*PROBLEM:*
Copy the material below in full, shifting every bounding-box coordinate in the answers up by 108 and leaving the format samples unchanged.

[A run of records]
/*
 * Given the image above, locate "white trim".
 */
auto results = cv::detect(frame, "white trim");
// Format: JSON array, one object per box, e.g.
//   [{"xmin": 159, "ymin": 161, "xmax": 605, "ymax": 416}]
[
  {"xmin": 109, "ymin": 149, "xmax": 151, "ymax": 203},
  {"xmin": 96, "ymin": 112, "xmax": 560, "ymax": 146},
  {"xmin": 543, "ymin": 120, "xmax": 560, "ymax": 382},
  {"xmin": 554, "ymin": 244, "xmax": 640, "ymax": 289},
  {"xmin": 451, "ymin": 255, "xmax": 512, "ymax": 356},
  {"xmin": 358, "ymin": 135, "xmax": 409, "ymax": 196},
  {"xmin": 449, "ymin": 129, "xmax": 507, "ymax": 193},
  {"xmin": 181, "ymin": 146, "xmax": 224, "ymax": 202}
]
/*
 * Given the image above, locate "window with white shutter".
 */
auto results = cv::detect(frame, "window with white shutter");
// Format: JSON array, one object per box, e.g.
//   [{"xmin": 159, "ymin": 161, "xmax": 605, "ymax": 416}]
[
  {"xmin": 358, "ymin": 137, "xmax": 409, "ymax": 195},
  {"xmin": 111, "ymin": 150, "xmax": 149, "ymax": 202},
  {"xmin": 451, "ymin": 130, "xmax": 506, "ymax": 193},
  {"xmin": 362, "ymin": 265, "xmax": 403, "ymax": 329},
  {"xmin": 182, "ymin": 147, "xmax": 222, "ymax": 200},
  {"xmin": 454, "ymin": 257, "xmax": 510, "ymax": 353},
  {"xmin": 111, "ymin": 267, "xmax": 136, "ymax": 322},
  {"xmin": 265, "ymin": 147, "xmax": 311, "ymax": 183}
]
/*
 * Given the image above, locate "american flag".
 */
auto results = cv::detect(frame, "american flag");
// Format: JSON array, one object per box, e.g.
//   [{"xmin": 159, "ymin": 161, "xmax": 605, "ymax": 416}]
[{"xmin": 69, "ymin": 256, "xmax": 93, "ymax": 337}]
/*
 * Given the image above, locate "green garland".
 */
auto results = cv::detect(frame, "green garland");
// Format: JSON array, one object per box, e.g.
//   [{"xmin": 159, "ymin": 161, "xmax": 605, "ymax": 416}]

*SOLUTION:*
/*
 * Given the image above, locate "white trim".
 */
auto results = cv::detect(frame, "white trim");
// Format: JSON array, one object per box, e.g.
//   [{"xmin": 159, "ymin": 161, "xmax": 605, "ymax": 416}]
[
  {"xmin": 217, "ymin": 257, "xmax": 259, "ymax": 311},
  {"xmin": 204, "ymin": 220, "xmax": 668, "ymax": 254},
  {"xmin": 651, "ymin": 228, "xmax": 668, "ymax": 490},
  {"xmin": 662, "ymin": 352, "xmax": 748, "ymax": 397},
  {"xmin": 559, "ymin": 363, "xmax": 620, "ymax": 464},
  {"xmin": 466, "ymin": 243, "xmax": 517, "ymax": 304},
  {"xmin": 557, "ymin": 237, "xmax": 615, "ymax": 301},
  {"xmin": 289, "ymin": 254, "xmax": 332, "ymax": 310}
]
/*
 * Given the image above, locate "window with white shutter".
 */
auto results = cv::detect(frame, "window with white shutter");
// Format: JSON array, one object per box, e.g.
//   [{"xmin": 159, "ymin": 161, "xmax": 605, "ymax": 416}]
[
  {"xmin": 466, "ymin": 245, "xmax": 517, "ymax": 303},
  {"xmin": 219, "ymin": 258, "xmax": 257, "ymax": 310},
  {"xmin": 559, "ymin": 238, "xmax": 614, "ymax": 301},
  {"xmin": 470, "ymin": 373, "xmax": 511, "ymax": 437},
  {"xmin": 290, "ymin": 255, "xmax": 330, "ymax": 308},
  {"xmin": 562, "ymin": 365, "xmax": 618, "ymax": 461},
  {"xmin": 219, "ymin": 375, "xmax": 244, "ymax": 430},
  {"xmin": 373, "ymin": 255, "xmax": 419, "ymax": 291}
]
/*
 * Given the image above, locate "american flag".
 */
auto results = cv::detect(frame, "american flag");
// Format: JSON array, one object per box, e.g.
//   [{"xmin": 159, "ymin": 161, "xmax": 605, "ymax": 416}]
[{"xmin": 177, "ymin": 364, "xmax": 201, "ymax": 445}]
/*
 * Given the image above, locate "green garland".
 */
auto results = cv::detect(frame, "green garland");
// Format: JSON array, one object per box, e.g.
//   [{"xmin": 159, "ymin": 161, "xmax": 605, "ymax": 416}]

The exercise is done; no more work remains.